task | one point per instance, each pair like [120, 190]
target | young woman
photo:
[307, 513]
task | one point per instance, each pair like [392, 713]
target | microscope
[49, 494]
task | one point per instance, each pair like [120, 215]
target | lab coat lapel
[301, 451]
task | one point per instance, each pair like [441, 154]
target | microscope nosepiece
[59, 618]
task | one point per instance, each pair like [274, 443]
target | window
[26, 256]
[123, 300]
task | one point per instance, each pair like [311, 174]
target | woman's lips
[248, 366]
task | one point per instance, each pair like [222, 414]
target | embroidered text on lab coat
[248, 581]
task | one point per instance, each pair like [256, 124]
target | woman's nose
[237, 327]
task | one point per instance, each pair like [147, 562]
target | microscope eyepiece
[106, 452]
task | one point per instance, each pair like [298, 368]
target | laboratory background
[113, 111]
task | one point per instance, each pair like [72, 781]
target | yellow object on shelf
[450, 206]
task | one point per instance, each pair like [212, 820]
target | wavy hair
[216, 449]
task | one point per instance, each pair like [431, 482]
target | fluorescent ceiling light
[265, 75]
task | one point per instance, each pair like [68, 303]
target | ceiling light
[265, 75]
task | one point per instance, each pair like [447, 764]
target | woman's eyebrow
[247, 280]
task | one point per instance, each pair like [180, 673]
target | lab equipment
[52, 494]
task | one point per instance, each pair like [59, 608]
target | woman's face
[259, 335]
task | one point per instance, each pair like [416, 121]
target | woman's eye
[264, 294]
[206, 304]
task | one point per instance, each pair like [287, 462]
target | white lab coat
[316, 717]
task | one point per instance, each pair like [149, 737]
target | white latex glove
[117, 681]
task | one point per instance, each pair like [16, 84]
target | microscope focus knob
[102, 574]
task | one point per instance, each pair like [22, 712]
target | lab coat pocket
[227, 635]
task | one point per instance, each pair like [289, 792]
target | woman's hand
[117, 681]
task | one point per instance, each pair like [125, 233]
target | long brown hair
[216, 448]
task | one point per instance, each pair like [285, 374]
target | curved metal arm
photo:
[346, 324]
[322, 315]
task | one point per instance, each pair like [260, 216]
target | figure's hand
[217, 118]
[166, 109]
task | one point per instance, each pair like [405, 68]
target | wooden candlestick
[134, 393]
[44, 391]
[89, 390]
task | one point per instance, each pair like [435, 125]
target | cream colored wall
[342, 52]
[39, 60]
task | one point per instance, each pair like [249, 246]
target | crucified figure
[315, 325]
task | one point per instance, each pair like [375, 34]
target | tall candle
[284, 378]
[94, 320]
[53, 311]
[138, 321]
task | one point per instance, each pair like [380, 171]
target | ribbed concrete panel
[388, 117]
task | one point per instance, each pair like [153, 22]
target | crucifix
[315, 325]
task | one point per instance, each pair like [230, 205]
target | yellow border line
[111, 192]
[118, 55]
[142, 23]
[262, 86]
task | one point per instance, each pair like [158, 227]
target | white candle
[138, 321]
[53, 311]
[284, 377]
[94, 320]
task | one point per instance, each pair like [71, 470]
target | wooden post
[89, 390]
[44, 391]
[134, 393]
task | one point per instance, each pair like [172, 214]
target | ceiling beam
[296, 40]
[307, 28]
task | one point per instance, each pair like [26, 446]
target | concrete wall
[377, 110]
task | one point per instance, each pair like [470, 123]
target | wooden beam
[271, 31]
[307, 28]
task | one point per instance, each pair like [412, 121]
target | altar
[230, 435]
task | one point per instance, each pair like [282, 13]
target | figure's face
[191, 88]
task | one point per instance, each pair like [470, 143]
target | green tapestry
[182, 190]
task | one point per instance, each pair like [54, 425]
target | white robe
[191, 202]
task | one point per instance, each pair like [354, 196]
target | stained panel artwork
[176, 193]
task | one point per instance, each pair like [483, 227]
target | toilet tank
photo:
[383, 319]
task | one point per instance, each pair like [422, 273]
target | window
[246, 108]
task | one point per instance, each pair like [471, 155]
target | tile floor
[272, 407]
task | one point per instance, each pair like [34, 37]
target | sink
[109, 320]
* * * *
▶ _THE TASK_
Format every line of all the records above as a numbered list, omitting blank lines.

▶ _RESULT OF THIS TASK_
1. task | one point per instance, each pair like [120, 190]
2. target | young woman
3. photo:
4. [307, 513]
5. task | one point per instance, each pair like [392, 713]
6. target | microscope
7. [49, 494]
8. task | one point per instance, each pair like [120, 215]
9. target | lab coat lapel
10. [301, 451]
11. task | one point per instance, each pair like [441, 154]
12. target | microscope nosepiece
13. [59, 618]
14. task | one point per instance, each pair like [274, 443]
15. target | window
16. [26, 256]
17. [123, 300]
18. task | one point per instance, each pair like [311, 174]
19. target | woman's lips
20. [248, 366]
21. task | one point per instance, each pair like [222, 414]
22. target | embroidered text on lab coat
23. [248, 581]
24. task | one point per instance, each pair like [256, 124]
25. target | woman's nose
26. [237, 327]
27. task | one point per instance, each pair like [147, 562]
28. target | microscope eyepiece
29. [106, 452]
30. task | one point per instance, each pair like [298, 368]
31. target | laboratory background
32. [113, 111]
33. task | one point per instance, each pair like [72, 781]
34. target | yellow object on shelf
35. [450, 206]
36. task | one point per instance, each pair like [212, 820]
37. target | wavy hair
38. [216, 449]
39. task | one point per instance, each pair like [431, 482]
40. target | fluorescent ceiling light
41. [265, 75]
42. task | one point per instance, each pair like [68, 303]
43. target | ceiling light
44. [265, 75]
45. task | one point per instance, each pair like [447, 764]
46. target | woman's eyebrow
47. [247, 280]
48. task | one point per instance, each pair like [180, 673]
49. target | lab equipment
50. [52, 494]
51. task | one point per instance, each pair like [59, 608]
52. target | woman's face
53. [259, 335]
54. task | one point per instance, each pair like [416, 121]
55. target | woman's eye
56. [264, 294]
57. [206, 304]
58. task | one point per instance, each pair like [287, 462]
59. target | white lab coat
60. [316, 717]
61. task | one point per instance, each pair like [149, 737]
62. target | white latex glove
63. [117, 681]
64. task | one point per instance, each pair like [16, 84]
65. target | microscope focus knob
66. [102, 574]
67. task | one point per instance, each pair like [22, 712]
68. target | lab coat pocket
69. [227, 635]
70. task | one point per instance, each pair like [289, 792]
71. target | woman's hand
72. [117, 681]
73. task | one point per instance, each pair like [125, 233]
74. target | long brown hair
75. [216, 448]
76. task | one point per instance, each pair like [285, 374]
77. target | curved metal arm
78. photo:
79. [346, 324]
80. [322, 315]
81. task | one point per instance, each pair like [260, 216]
82. target | figure's hand
83. [217, 118]
84. [166, 109]
85. task | one point per instance, each pair like [405, 68]
86. target | wooden candlestick
87. [134, 393]
88. [44, 391]
89. [89, 390]
90. task | one point per instance, each pair like [435, 125]
91. target | cream colored wall
92. [342, 52]
93. [39, 60]
94. task | one point per instance, each pair like [249, 246]
95. target | crucified figure
96. [315, 325]
97. task | one point per instance, each pair like [375, 34]
98. target | tall candle
99. [284, 378]
100. [94, 320]
101. [53, 311]
102. [138, 321]
103. task | one point per instance, each pair like [380, 171]
104. target | ribbed concrete panel
105. [388, 117]
106. task | one point per instance, each pair like [153, 22]
107. target | crucifix
108. [315, 325]
109. task | one point per instance, each pair like [230, 205]
110. target | yellow border line
111. [111, 192]
112. [118, 55]
113. [142, 23]
114. [262, 86]
115. task | one point per instance, each pair like [158, 227]
116. target | white candle
117. [138, 321]
118. [53, 311]
119. [284, 377]
120. [94, 320]
121. task | one point per instance, each pair like [71, 470]
122. target | wooden post
123. [89, 390]
124. [44, 391]
125. [134, 393]
126. task | one point per instance, each pair like [172, 214]
127. target | ceiling beam
128. [296, 40]
129. [307, 28]
130. task | one point per instance, each pair like [26, 446]
131. target | concrete wall
132. [377, 110]
133. task | one point per instance, each pair like [470, 123]
134. target | wooden beam
135. [271, 31]
136. [307, 28]
137. task | one point per instance, each pair like [412, 121]
138. target | altar
139. [230, 435]
140. task | one point per instance, each pair like [282, 13]
141. target | figure's face
142. [191, 88]
143. task | one point per instance, each pair like [470, 143]
144. target | green tapestry
145. [182, 190]
146. task | one point per instance, each pair like [54, 425]
147. target | white robe
148. [191, 202]
149. task | one point per instance, each pair like [354, 196]
150. target | stained panel artwork
151. [176, 193]
152. task | one point per instance, each pair like [483, 227]
153. target | toilet tank
154. photo:
155. [383, 319]
156. task | one point per instance, each pair like [422, 273]
157. target | window
158. [246, 108]
159. task | one point per instance, each pair like [471, 155]
160. target | tile floor
161. [272, 407]
162. task | one point per instance, each pair like [34, 37]
163. target | sink
164. [109, 320]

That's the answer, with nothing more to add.